------ Study text

That might be useful for some things. eg. say, a voxel representation of semi transparent fog, or high detail objects like hair are impractically huge, and as a mesh its very difficult to represent.

rebuilder · on March 20, 2020

A number of things this seems to do well would be pretty much impossible with standard photogrammetry : trees with leaves, fine details like rigging on a ship, reflective surfaces, even refraction (!)

Of course the output is a new view, not a shaded mesh, but given it appears to generate depth data, I think you should be able to generate a point cloud and mesh it. Getting the materials from the output light even be possible, I'm not very up to date on the state of material capture nowadays.

BubRoss · on March 21, 2020

> Significantly, the input is a sparse dataset. ie. Few source images vs. traditional photogrammetry.

This uses dozens or hundreds of images, which isn't usually necessary for traditional photogrammetry that maps photos to hard surfaces with textures.

I think what you noted about volumes is the significant part. Complex objects with fine detail and view dependent reflections are the part that shines here over photogrammetry, but it does take a lot of images. I didn't see anything in the paper that dealt with transparency.

visarga · on March 20, 2020

> Why bother?

There might be 10x speedups to be gained with a tweaked model.

type_enthusiast · on March 20, 2020

They're modeling a scene mathematically as a "radiance field" - a function that takes a view position and direction as inputs and returns the light color that hits that position from the direction it's facing. They use some input images to train a neural network, in order to find an optimal radiance field function which explains the input images. Once they have that function, they can construct images from new angles by evaluating the function over the (position, direction) inputs needed by the pixels in the new image.

ur-whale · on March 20, 2020

>Could someone ELI5, please?

Smart, high-dimensional interpolator.

imposter · on March 20, 2020

Wow great

kuprel · on March 20, 2020

This would be great for instant replays

jayd16 · on March 20, 2020

Intel already does this with their "True View" setup. They also had a tech demo CES where they synthesized camera positions for movie sets. https://www.youtube.com/watch?v=9qd276AJg-o

macawfish · on March 21, 2020

The neural networks representing these scenes take up just 5 MB... Less than the input images used to train them. Wow. Mind blowing!

BubRoss · on March 21, 2020

Keep in mind though, that the way the data is represented is a form of lossy compression and the size of the images may not be.

byt143 · on March 20, 2020

If you're only looking for one novel view, can it use less views that are close to the novel one?

ssivark · on March 20, 2020

Does anyone know how they do the “virtual object insertion” demonstrated in the paper summary video? Can that be somehow done on the network itself, or is that a diagnostic for scene accuracy by performing SFM on network output?

------------

* [Exercise instructions]:
1: According to rebuilder's post in the discussion thread, which things would be pretty much impossible with standard photogrammetry? List them all.
2: In the discussion thread, why does BubRoss disagree with the claim that the input is a sparse dataset with few source images compared with traditional photogrammetry?

------ Given records

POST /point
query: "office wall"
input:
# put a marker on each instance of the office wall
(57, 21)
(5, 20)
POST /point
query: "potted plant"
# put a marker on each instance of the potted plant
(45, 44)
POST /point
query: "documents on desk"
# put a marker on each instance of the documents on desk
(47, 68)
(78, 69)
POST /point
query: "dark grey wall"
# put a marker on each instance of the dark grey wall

------------
------ Given records

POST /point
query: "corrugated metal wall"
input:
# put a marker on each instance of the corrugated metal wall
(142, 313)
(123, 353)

------------

* [Answers for each item]:
1: Trees with leaves, fine details like rigging on a ship, reflective surfaces, and refraction.

2: BubRoss points out that this method uses dozens or hundreds of images. Traditional photogrammetry, which maps photos to hard surfaces with textures, usually doesn't need that many.